───── Yazı ─────

Ana içeriğe atla

YANLIŞMIYIM BİLMİYORUM...

   Ben İslamın şimdi daha doğru daha güzel yaşandığını düşünenlerdenim..Hepimiz her konuda şikayet ediyoruz ama bildiğim bi gerçek var ki Allah bu dünyayı bir düzen üzerine yaratmış ve iyi kötü,güzel çirkin,olumlu olumsuz herşey bir denge zerinde ilerliyor...Onun için''toplum bozuldu insanlar tuhaflaştı''nın bile karşıtı var''Bu toplumda hayranlık oluşturacak kadar güzel topluluklar var ve hayranlık oluşturacak kadar güzel yaşayan insnalar var''Dinin bile eskisinden çok daha doğru ve güzel yaşandığını düşünüyorum ben.. 
   Önceden(çok önceden:P) ben de dini ;hayatın dışında varolan,bize başkaları tarafından anlatılan,anlaşılmayan kelimelerle ilmihallerde açıklanmaya çalışılan bir şey(!) olarak biliyordum...Hocalar anlatır siz ordan öğrenirdiniz..Kurallar da çok katıydı öyle herşeyi soramaz sorsanızda içinizi rahatlatacak kadar açıklayıcı cevaplar alamazdınız...Böyle tuhaf bi durum vardı yaa..Modern(!) insanlar, dinini yaşamaya çalışan insanlara öcü gibi bakıyorlar,dindarlarda modern(!) insanların çoğunu günahkar olarak yargılıyordu ... yani bir şeyler yanlıştı hem de çok yanlış...
   Şimdi de olumsuz bir çok şey var ama artık dinimi en doğru şekilde öğrenebiliyorum....Kimsenin dediğini araştırmadan kabul etmek zorunda kalmıyorum ..günahla sevap daha net görülüyor...Artık hiç kimse o gnah bu gühan şu günah diye herşeyi günah diye rahatça söyleyemiyor...Artık Tevsirler hepimizin anlayacağı şekilde yazılıyor ...Artık İSLAM gerçekten anlaşılmaya başlandı...İSlamın artık yaşamın kendi olduğu gerçeği biliniyor..Kuranda yazılanlar artık sadece okunup geçilmiyor Kur'an artık müslümanlarca yaşanmaya başladıı İSlamın hayatın ta kendisi olduğunu biliyoruz artık...Kuran artık duvarlarımızda süslü çantalarda saklanan kitap olmaktan çıktı hayatımızın içinde yer alıyor...
   Artık EFENDİMİZİ bütün dünya en güzel şekilde tanımaya başladı...Onu sevmeyi onu yaşamayı öğrendik...BEnim edebiyatım cidden iyi değil şu an içimden geçenleri çok da iyi anatamadığım farkındayım ama şunu biliyorum ben dinimi şimdi daha iyi biliyorum benden ne istediğini biliyorum sevmeyi öğreniyorum bana konulan yasakları biliyorum ihayata nasıl bakmam gerektiğini biliyorum insanlara nasıl bakmam gerektiğini biliyorum...Ben dinimin şimdi daha iyi anlaşılmaya başladığını düşünüyorumm ki bu dönemin bir geçiş olduğunu bundan sonra çok daha güzel anlaşılacağını biliyorum..Dünyada en hızlı yayılan dinin islam olduğunu okuyorum bu da benim dediklerimi destekler gibi...Ki inşaallahta islamı anlayanların yaşayanların sayısı hep artacak...Mekkede doğan o güneş tüm dünyayı andınlatacak...

─────

◆ Yapılacak işler:
a: Yazının "Artık EFENDİMİZİ bütün" sözleriyle başlayıp "tüm dünyayı andınlatacak..." sözleriyle biten kısmını, "güneş" yerine "ışık" koyarak yeniden yazın.
b: Yazıyı iki cümleyle özetleyin.

───── Veri kümesi içeriği ─────

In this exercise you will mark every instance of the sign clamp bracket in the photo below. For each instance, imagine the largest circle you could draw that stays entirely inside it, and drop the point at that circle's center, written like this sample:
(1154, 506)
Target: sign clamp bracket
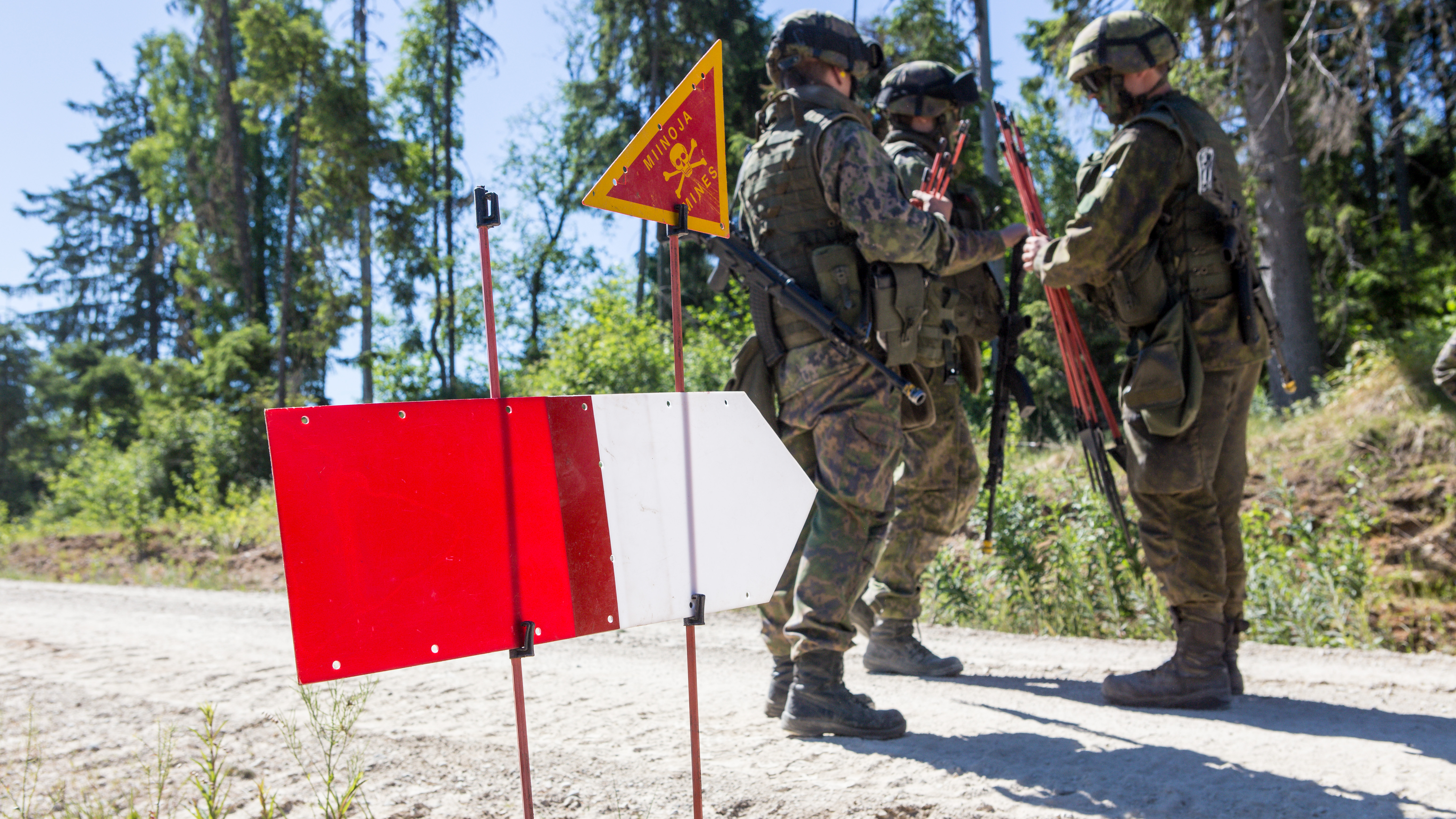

─────

◆ Yanıtlar:
a:
Artık EFENDİMİZİ bütün dünya en güzel şekilde tanımaya başladı...Onu sevmeyi onu yaşamayı öğrendik...BEnim edebiyatım cidden iyi değil şu an içimden geçenleri çok da iyi anatamadığım farkındayım ama şunu biliyorum ben dinimi şimdi daha iyi biliyorum benden ne istediğini biliyorum sevmeyi öğreniyorum bana konulan yasakları biliyorum ihayata nasıl bakmam gerektiğini biliyorum insanlara nasıl bakmam gerektiğini biliyorum...Ben dinimin şimdi daha iyi anlaşılmaya başladığını düşünüyorumm ki bu dönemin bir geçiş olduğunu bundan sonra çok daha güzel anlaşılacağını biliyorum..Dünyada en hızlı yayılan dinin islam olduğunu okuyorum bu da benim dediklerimi destekler gibi...Ki inşaallahta islamı anlayanların yaşayanların sayısı hep artacak...Mekkede doğan o ışık tüm dünyayı andınlatacak...

b: Yazar, İslam'ın bugün eskisinden daha doğru ve güzel yaşandığını düşünüyor; eskiden dinin hocalardan, anlaşılmayan kelimelerle ilmihallerde ve katı kurallarla öğrenildiğini, sorulara içi rahatlatacak cevaplar alınamadığını anlatıyor. Artık dinini en doğru şekilde öğrenebildiğini, tefsirlerin herkesin anlayacağı şekilde yazıldığını ve Kur'an'ın yaşanmaya başladığını belirtiyor, bu dönemin bir geçiş olduğunu ve dinin bundan sonra çok daha güzel anlaşılacağını bildiğini söylüyor.